Labeled-object pointing entries
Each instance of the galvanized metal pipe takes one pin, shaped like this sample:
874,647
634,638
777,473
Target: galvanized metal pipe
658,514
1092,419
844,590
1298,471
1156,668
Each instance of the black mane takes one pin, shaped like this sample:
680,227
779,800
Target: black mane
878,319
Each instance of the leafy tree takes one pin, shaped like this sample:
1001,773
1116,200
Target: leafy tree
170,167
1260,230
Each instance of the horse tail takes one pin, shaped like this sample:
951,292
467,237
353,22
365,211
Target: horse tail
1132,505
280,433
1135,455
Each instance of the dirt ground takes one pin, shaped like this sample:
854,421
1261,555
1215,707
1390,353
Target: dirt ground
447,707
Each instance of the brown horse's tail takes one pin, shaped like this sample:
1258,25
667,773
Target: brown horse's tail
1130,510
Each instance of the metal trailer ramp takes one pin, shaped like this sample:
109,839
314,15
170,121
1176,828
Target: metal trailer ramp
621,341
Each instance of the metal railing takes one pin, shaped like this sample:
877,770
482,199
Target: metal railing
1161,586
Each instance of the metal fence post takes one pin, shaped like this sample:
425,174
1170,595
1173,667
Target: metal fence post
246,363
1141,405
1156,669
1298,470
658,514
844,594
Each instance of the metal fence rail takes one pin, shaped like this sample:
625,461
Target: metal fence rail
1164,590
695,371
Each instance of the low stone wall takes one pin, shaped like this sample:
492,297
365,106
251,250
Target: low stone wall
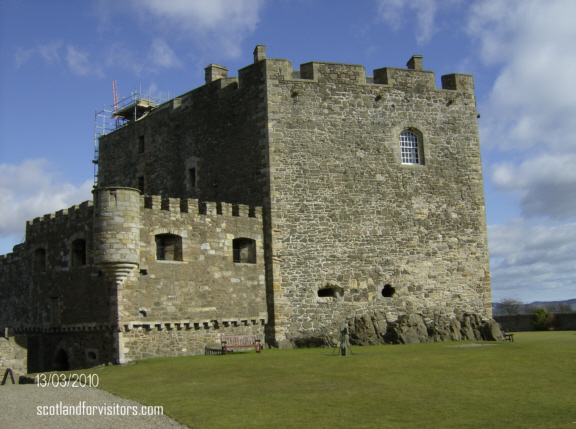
13,354
521,322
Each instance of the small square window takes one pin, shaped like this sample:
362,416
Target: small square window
141,144
192,177
410,147
244,250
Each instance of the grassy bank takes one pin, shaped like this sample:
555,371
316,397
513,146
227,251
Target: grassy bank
530,383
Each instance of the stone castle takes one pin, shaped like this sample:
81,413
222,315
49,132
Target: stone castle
280,203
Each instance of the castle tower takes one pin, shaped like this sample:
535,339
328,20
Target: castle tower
117,226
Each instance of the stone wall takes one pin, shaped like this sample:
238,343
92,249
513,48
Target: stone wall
347,215
112,303
13,354
50,279
218,129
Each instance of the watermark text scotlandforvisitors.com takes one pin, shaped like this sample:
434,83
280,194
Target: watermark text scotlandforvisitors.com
98,410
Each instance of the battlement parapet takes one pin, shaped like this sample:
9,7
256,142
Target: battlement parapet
194,206
354,74
80,212
157,325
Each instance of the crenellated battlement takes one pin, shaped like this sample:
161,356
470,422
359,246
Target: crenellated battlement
197,207
74,213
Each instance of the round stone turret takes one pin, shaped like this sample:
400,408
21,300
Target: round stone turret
117,226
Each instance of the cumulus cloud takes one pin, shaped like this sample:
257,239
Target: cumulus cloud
528,122
22,56
79,64
162,55
397,13
215,23
546,185
50,52
30,190
533,99
532,262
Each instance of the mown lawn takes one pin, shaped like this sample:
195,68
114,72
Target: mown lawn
530,383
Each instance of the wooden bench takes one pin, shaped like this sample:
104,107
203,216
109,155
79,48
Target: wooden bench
240,341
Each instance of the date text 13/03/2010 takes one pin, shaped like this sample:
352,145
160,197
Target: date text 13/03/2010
67,380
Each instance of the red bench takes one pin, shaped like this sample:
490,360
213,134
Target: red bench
240,341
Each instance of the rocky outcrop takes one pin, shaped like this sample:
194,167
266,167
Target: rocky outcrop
413,328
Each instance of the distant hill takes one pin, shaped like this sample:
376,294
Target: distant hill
570,302
552,306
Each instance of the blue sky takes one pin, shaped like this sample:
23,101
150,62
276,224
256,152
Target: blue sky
58,59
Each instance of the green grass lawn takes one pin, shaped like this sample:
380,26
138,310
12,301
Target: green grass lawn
530,383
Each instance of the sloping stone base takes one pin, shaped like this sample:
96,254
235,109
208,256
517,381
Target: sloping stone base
412,329
407,329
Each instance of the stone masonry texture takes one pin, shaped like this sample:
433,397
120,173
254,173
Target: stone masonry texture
301,167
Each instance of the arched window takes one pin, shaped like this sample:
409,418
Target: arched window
168,247
244,250
411,148
78,252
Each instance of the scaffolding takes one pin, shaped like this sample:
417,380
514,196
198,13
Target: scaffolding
123,112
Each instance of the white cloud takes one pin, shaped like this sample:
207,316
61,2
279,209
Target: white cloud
546,184
50,52
533,262
529,120
397,13
533,101
30,190
218,24
162,55
22,56
79,64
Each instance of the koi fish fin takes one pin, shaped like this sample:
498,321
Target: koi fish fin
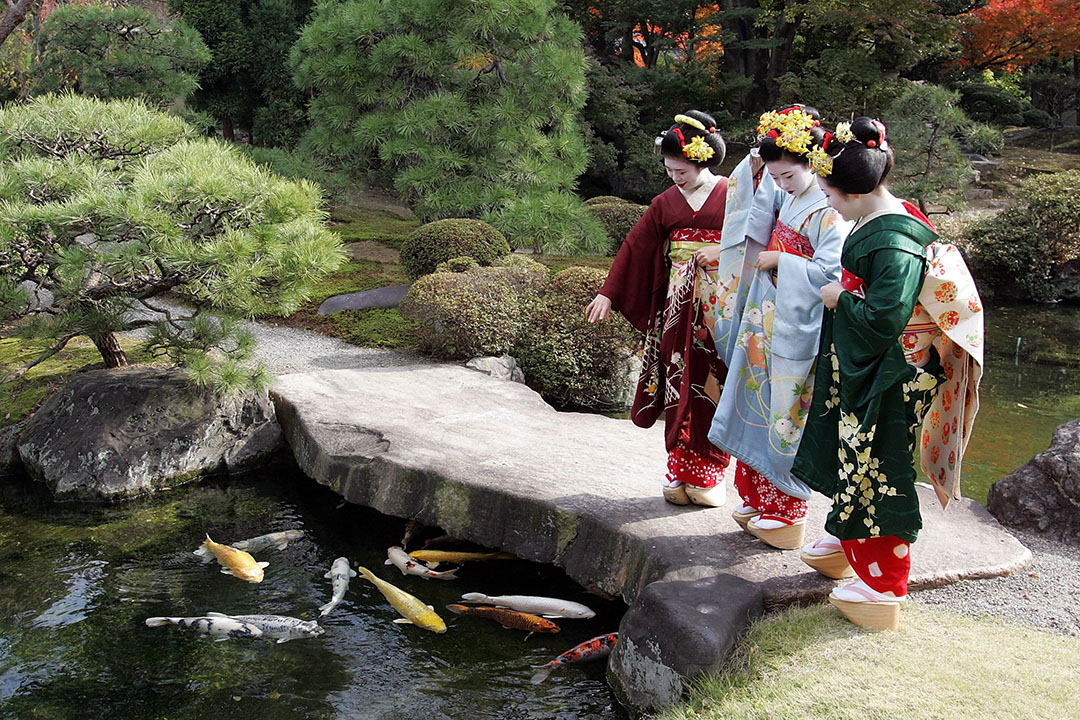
541,675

### What this task involves
Revise every entry above so that "sample" becomes "model" wherever it appears, changing nothing else. Leave the pictures out of your answer.

### Answer in full
Each instance of the galvanized metal pipe takes one pin, shaped like this model:
874,647
634,638
777,473
Target: galvanized metal pipe
658,514
1092,419
844,590
1298,471
1156,668
Each instance of the black mane takes one pin, shaped like this model:
680,227
779,800
Target: black mane
878,319
Each instance of the leafy tree takes one pin, shaped like this model:
1001,773
1116,200
Target: leafy tree
170,167
1260,230
Each instance of the horse tail takes one pin, shaped like this model:
951,292
467,237
353,22
365,211
Target: horse tail
1132,505
280,433
1135,455
Each instance of the dirt ground takes one pin, shaped like this model:
854,421
1261,555
1215,707
1390,353
Target: dirt ground
447,707
Each instance of the brown horse's tail takes one pin, shaped like this model:
1258,25
667,773
Target: brown horse's tail
1130,510
Each instance of the metal trailer ramp takes one pin, shaped like this model:
109,839
314,15
170,121
1176,828
Target: metal trailer ramp
621,341
Each instance of the metal railing takes one pin, shaped like this model:
877,770
482,199
Target: metal railing
1161,586
Each instance of the metal fence post takes one pin, shaped like this model:
425,174
1170,595
1173,667
Target: metal fence post
246,363
1141,405
1156,669
1298,470
658,514
844,594
Each instance of the metal fence rail takes one pin, shaped like this model:
625,461
Target: metal fence rail
1164,590
695,371
Each instance of the low stone wall takes one pin, shaped like this model:
492,297
365,106
251,250
Target: low stone wall
13,354
521,322
Each instance of the small square window takes one pin, shaped like this model:
362,416
Target: small square window
141,144
192,177
410,147
244,250
Each instance of the grassy bank takes one pin, shaped like this model:
555,371
316,397
513,146
227,251
Target: grassy bank
530,383
Each instance of the stone castle takes one pin, shaped like this model:
81,413
222,315
49,132
Target: stone castle
280,203
Each instance of the castle tower takes one pin, shaped like this model:
535,339
328,20
Target: castle tower
117,226
Each instance of the stone wall takes one pin, shaped like this model:
238,343
92,249
513,48
Target: stone wall
347,215
112,303
13,354
50,279
218,129
Each instance of the watermark text scotlandforvisitors.com takes one pin, shaped like this model:
434,83
280,194
Target: watermark text scotlandforvisitors.com
98,410
Each instance of the battlement parapet takes one pin, shaped like this model:
9,7
256,142
Target: battlement parapet
194,206
354,74
80,212
157,325
Each instance of the crenellated battlement takes one pin, shaped like this model:
161,356
470,422
359,246
Target: crenellated battlement
197,207
74,213
Each instance of the round stone turret takes one pin, shaped like this model:
400,408
21,300
Target: round stone turret
117,226
Each instance of the cumulus cloud takes one pin, shaped like this model:
257,239
Target: cumulus cloud
528,122
22,56
79,64
162,55
397,13
215,23
546,185
50,52
30,190
533,99
532,262
Each instance of the mown lawn takes one pin, shaped like this model:
195,68
114,72
Target: mown lawn
530,383
Each instance of the wooden bench takes one pin, shaped like this model:
104,107
203,216
109,155
79,48
Target: wooden bench
240,341
Each instance of the date text 13/03/2010 takes one pin, shaped like this model:
352,145
160,197
Target: date text 13/03/2010
67,380
Each instance of the red bench takes one pin, shaped like this model:
490,360
213,134
Target: red bench
240,341
Each instance of the rocky outcrop takes one pin, shaped like this model:
194,167
266,167
Target: rocky outcrop
413,328
Each instance of the distant hill takes one pin, shaped like this model:
376,294
Target: distant hill
570,302
552,306
Each instance of the blue sky takes one pin, shaped like this model:
23,101
150,62
276,224
256,152
Target: blue sky
58,59
Each instance of the green grass lawn takes one pin, shaped like this model:
380,26
138,310
12,301
Target: green grass lawn
530,383
Each instance of the sloping stone base takes one pin, shaped like this model:
96,254
235,109
208,256
517,381
Target: sloping stone base
412,329
407,329
Each instance of the stone masonry texture takes one pin, shaped like this model:
433,397
120,173
254,173
Target: stone masonry texture
301,167
Each instance of the arched window takes one pin, shaped like this model:
409,418
Target: arched window
168,247
244,250
411,148
78,252
Each instance of the scaffolding takes one pin, shaped like this model:
417,380
514,196
198,13
Target: scaffolding
123,112
Each instance of the white cloud takes one pin, shaped like this model:
207,316
61,2
279,209
Target: white cloud
546,184
50,52
533,262
529,120
397,13
533,101
30,190
218,24
162,55
22,56
79,64
Each instance of the koi fish fin takes one pin, shaped like this model:
498,321
Target: koi fish fin
541,675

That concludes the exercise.